Daylight readings need shading context
A daylight reading is only useful when the condition around the reading is written down. A desk beside a north-facing window, a kitchen bench under an eave, a home office with venetian blinds tilted down and an office workstation behind a tinted facade can all show different daylight levels even when the room name sounds similar. The note should keep the blind position, shading source, direct-sun state, sky/time condition, glare view and electric-light state beside the lux value.
The daylight factor calculator compares indoor and outdoor daylight readings. The daylight lux values table gives context for how variable daylight can be. The lux meter reading notes table is the compact place to keep the point, plane, condition and meter value together before the result is interpreted.
===============
**Job A:**
In the daylight readings text, which table is the compact place to keep the point, plane, condition and meter value together?
**Job B:**
Quote the daylight readings text word for word, starting at the words "Daylight readings need" and stopping after "result is interpreted.".

**Dataset excerpts:**
===============
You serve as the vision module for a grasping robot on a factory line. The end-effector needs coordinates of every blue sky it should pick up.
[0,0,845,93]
===============
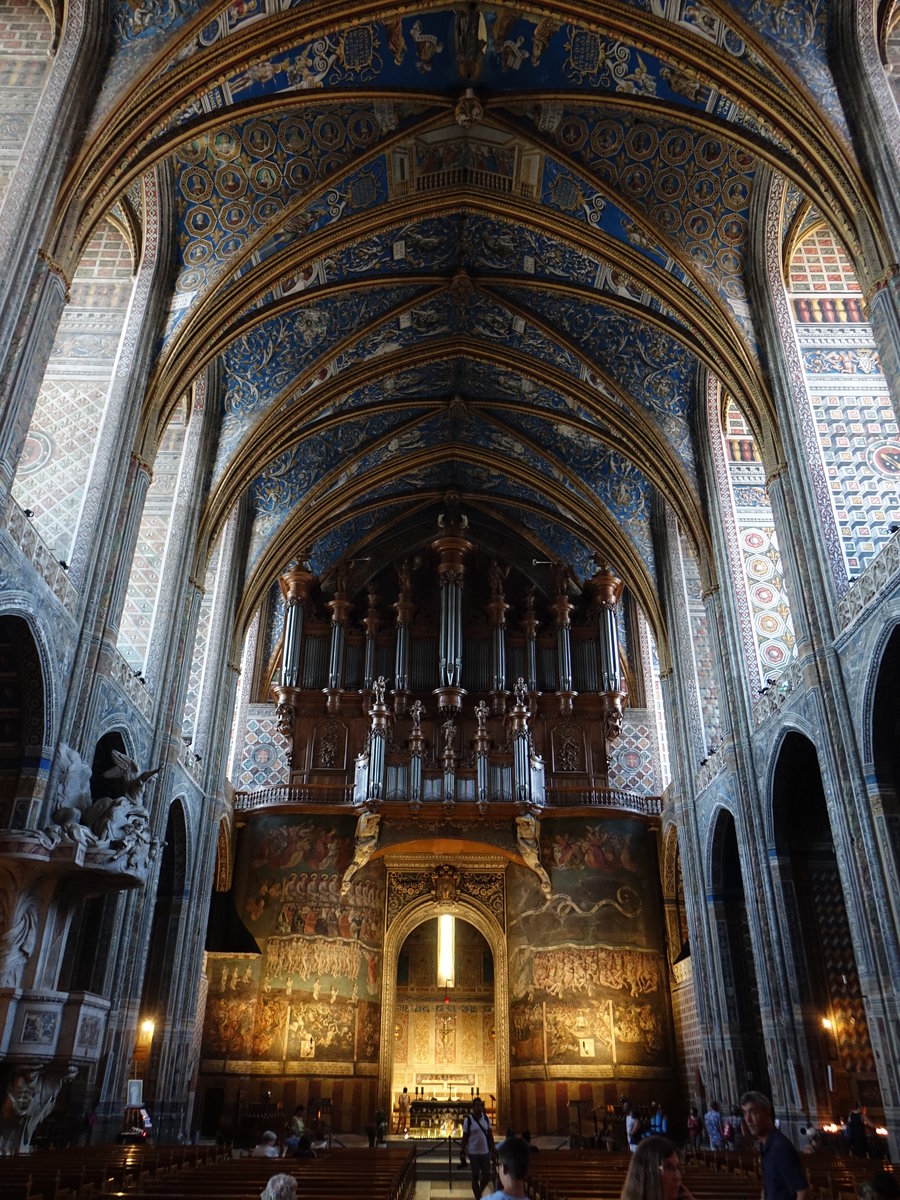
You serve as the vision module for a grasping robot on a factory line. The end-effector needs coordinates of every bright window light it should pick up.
===============
**Exercise output A:**
The lux meter reading notes table.

**Exercise output B:**
Daylight readings need shading context
A daylight reading is only useful when the condition around the reading is written down. A desk beside a north-facing window, a kitchen bench under an eave, a home office with venetian blinds tilted down and an office workstation behind a tinted facade can all show different daylight levels even when the room name sounds similar. The note should keep the blind position, shading source, direct-sun state, sky/time condition, glare view and electric-light state beside the lux value.
The daylight factor calculator compares indoor and outdoor daylight readings. The daylight lux values table gives context for how variable daylight can be. The lux meter reading notes table is the compact place to keep the point, plane, condition and meter value together before the result is interpreted.